Tuesday, August 8

Same Shit, Different Sunday

David Brooks, "Talking About Terror"

Maybe the Islamists have simply come up with a conceptual breakthrough that makes them difficult to defeat. They've grasped that the more the endanger their own people and get them killed, the better it is for them politically. Israel or the U.S. gets blamed. That's like a superweapon in the media war.

The word that springs immediately to mind is "Wow." The phrase that follows is "the most disingenuous thing I've ever read in my life."

In fact it's hard to decide what layer of dishonesty to peel back first: the "conceptual breakthrough" of a centuries-old concept? The reduction of Israel to Robot State, incapable of preventing itself from actions not in its own interests? How 'bout Post-Vietnam Excuse Mongering, Volume 26?

Okay, coin toss. Heads. Conceptual breakthrough.

I dunno about you, but where I was educated, in the public schools of the previous century, word managed to leak out that the stories of all those Hun atrocities which had led us into the Great War were, well, occasionally unverifiable. And further reading suggests that the technique was what you might call Old Hat by 1914.

How is it that matters of insurgency, guerilla warfare, even--dare I say it?--terrorism so fully confound folks like David Brooks, folks on the True Intellectual end of our political spectrum? This country clings to the sacred (tho' false) notion that it was created by an insurgency, that American patriots defeated the Mightiest Army of Its Day by fighting "Indian style" while the lost-in-the-17th-century Brits marched out in their bright red woolens to easy slaughter. We celebrate it in everything from the faux-Cavalier traditions of the Late Rebellion to the comforting fables of the vanquished Noble Red Man, right on through Merrill's Marauders and the partisans in France and the Philippines in WWII, to today's special forces.

But turn the tables and use those techniques on us, or on the "us" the neocons mistake Israel for, and suddenly it's barbaric, inhuman, and just plain bad manners--and wholly unforeseen for some reason. (And what is that reason? The fact that neoconiacal hubris created an insurgency in Iraq?) Our enemies aren't supposed to have "superweapons". We have the superweapons. So if we're thwarted in some way it must be unfairly.

This is the Vietnam defense as it's known today to the Burkean masterminds of Brooks' party (we lost because the media convinced us we did), but it wasn't contemporary. At the time--when the public, whatever side of the argument it lined up on, was so well aware of the string of broken promises and claims of sporatic lighting at the end of various tunnels that the idea that the Times had lost the war was simply risable--the argument was "we weren't allowed to win", apparently as a result of there being rules of engagement. But the media meme won out in the long run, because the other argument was untenable, too, and the rewriting of history took care of any factual objections. So that it is now sufficient, if you're David Brooks, merely to point in the direction of The Media to cast a special Reverse Bad News spell, though that's somewhat surprising considering how Brooks earns a living.

Data shown:
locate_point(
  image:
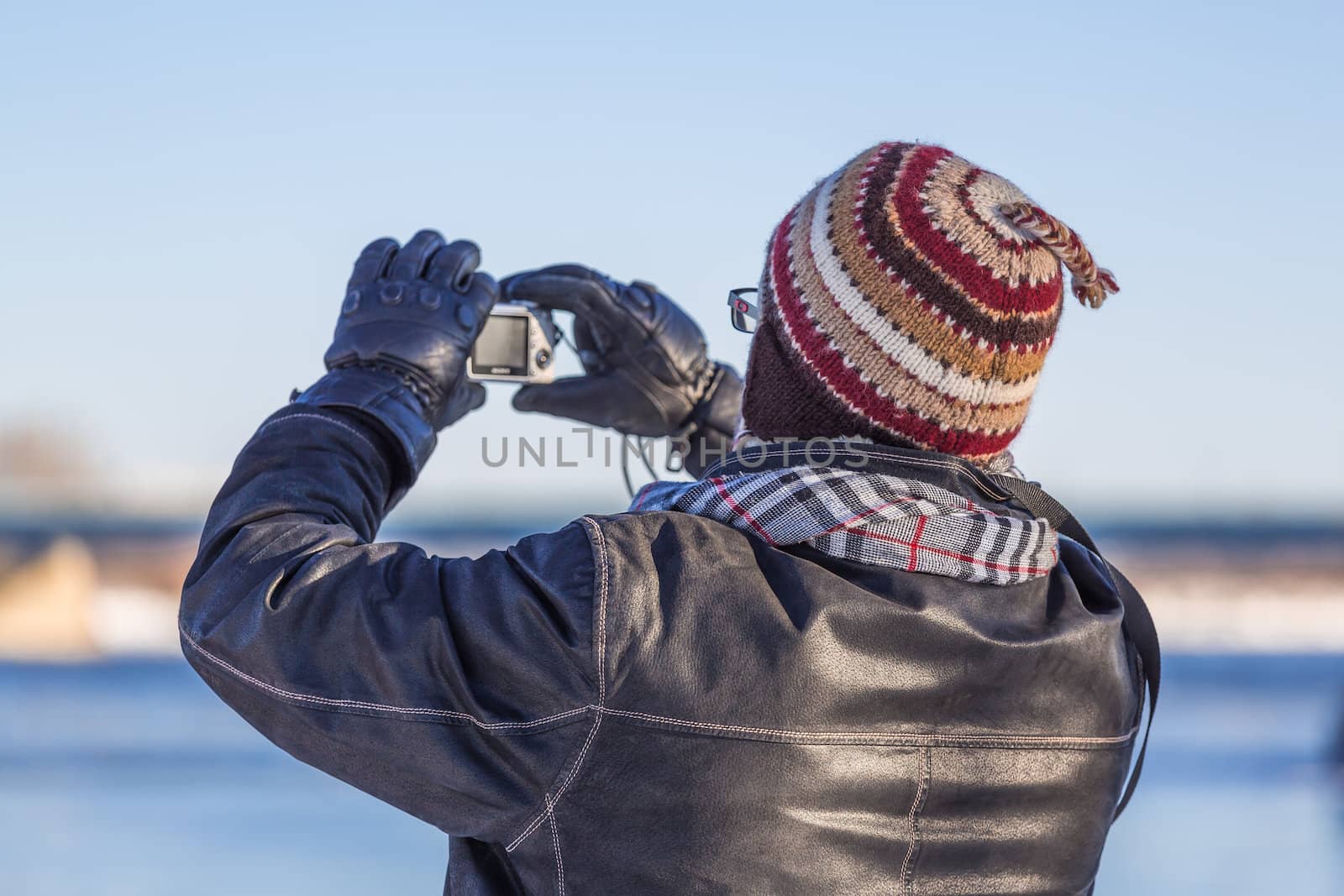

Goal:
Please copy the post responding to David Brooks above, word for word, from "But turn the" down to "must be unfairly.".

Response to the task:
But turn the tables and use those techniques on us, or on the "us" the neocons mistake Israel for, and suddenly it's barbaric, inhuman, and just plain bad manners--and wholly unforeseen for some reason. (And what is that reason? The fact that neoconiacal hubris created an insurgency in Iraq?) Our enemies aren't supposed to have "superweapons". We have the superweapons. So if we're thwarted in some way it must be unfairly.